• **Problem description**:
Copy all the data exactly, except the pictures.

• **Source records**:
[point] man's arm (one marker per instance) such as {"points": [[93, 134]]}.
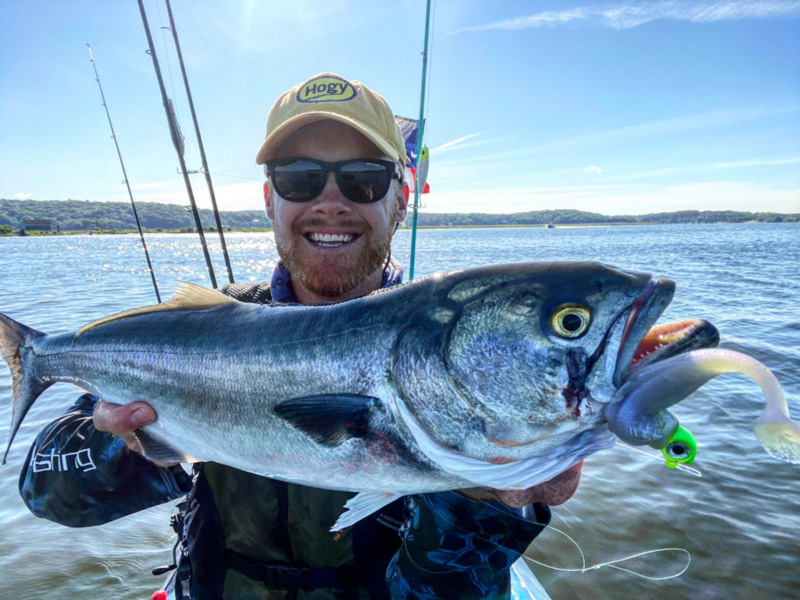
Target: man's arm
{"points": [[78, 475], [459, 548]]}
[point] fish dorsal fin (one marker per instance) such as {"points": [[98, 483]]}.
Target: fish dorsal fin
{"points": [[187, 296]]}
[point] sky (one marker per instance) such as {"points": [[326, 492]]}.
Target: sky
{"points": [[611, 107]]}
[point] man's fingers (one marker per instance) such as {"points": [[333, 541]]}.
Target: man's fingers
{"points": [[122, 419]]}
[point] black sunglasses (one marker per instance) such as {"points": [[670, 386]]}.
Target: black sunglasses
{"points": [[361, 180]]}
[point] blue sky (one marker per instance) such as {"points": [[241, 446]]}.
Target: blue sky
{"points": [[613, 107]]}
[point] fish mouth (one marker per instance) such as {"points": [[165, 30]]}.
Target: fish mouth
{"points": [[644, 343]]}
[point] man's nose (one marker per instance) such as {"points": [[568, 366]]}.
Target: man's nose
{"points": [[331, 200]]}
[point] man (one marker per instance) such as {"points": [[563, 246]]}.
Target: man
{"points": [[335, 161]]}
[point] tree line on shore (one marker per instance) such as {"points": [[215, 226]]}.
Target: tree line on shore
{"points": [[85, 215]]}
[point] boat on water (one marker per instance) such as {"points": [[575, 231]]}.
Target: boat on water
{"points": [[524, 585]]}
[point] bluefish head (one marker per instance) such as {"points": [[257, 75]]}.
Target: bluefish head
{"points": [[526, 355]]}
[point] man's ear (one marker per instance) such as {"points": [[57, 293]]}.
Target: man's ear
{"points": [[268, 201]]}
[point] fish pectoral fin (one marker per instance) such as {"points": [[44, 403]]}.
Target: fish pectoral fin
{"points": [[363, 505], [187, 296], [331, 419], [158, 451]]}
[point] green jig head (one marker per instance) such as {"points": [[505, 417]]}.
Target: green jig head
{"points": [[680, 449]]}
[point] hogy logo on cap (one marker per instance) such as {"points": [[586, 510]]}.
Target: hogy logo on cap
{"points": [[326, 89]]}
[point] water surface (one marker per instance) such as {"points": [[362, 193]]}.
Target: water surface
{"points": [[740, 522]]}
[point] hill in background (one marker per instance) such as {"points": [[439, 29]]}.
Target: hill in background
{"points": [[85, 215]]}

• **Answer in full**:
[point] man's arm (one marker per instance) such as {"points": [[93, 134]]}.
Target: man's arm
{"points": [[78, 475], [459, 548]]}
[point] fish dorsal fin (one marker per instance) such as {"points": [[98, 483]]}.
Target: fish dorsal fin
{"points": [[187, 296]]}
[point] sky (one marker per instance) such as {"points": [[326, 492]]}.
Target: sky
{"points": [[611, 107]]}
[point] man's fingers (one marker per instance) such as {"points": [[333, 541]]}.
Target: man's fingers
{"points": [[122, 419]]}
[point] black sunglasses (one marker per instance) such as {"points": [[670, 386]]}.
Target: black sunglasses
{"points": [[361, 180]]}
[point] blue sky (one marker per instance) such as {"points": [[241, 446]]}.
Target: blue sky
{"points": [[613, 107]]}
[point] fish mouth (one marker per instance) such as {"points": [[165, 30]]}.
Target: fish mouth
{"points": [[644, 343]]}
[point] man's nose (one marker per instance) such as {"points": [[568, 366]]}.
Target: man's nose
{"points": [[331, 200]]}
[point] man (one marker per instance) such as {"points": [[563, 246]]}.
Target: man
{"points": [[335, 161]]}
[point] tree line on shore (one marker per instance) such as {"points": [[215, 226]]}.
Target: tree line on shore
{"points": [[85, 215]]}
[point] boat on water (one marker per instance) such as {"points": [[575, 231]]}.
Target: boat on water
{"points": [[524, 585]]}
[point] bluefish head (one marker per instance) such as {"points": [[257, 75]]}.
Target: bluefish head
{"points": [[526, 355]]}
[point] man's ear (one marker per instance) such as {"points": [[57, 293]]}.
Target: man's ear
{"points": [[268, 201]]}
[point] fish pectoral fin (one marker per instance) such as {"points": [[44, 403]]}.
Target: fish pectoral fin
{"points": [[363, 505], [187, 296], [331, 419], [158, 451]]}
[point] green jig head (one marker per instance) such as {"points": [[505, 417]]}.
Target: green jig head
{"points": [[680, 449]]}
[point] hogy logo on cap (one marker per instance) such as {"points": [[586, 510]]}.
Target: hogy logo on cap
{"points": [[326, 89]]}
[point] water surface (one marker per instance) such as {"points": [[362, 193]]}.
Target: water surface
{"points": [[740, 522]]}
[point] hill in background (one marker per instance) such as {"points": [[439, 29]]}.
Target: hill in background
{"points": [[85, 215]]}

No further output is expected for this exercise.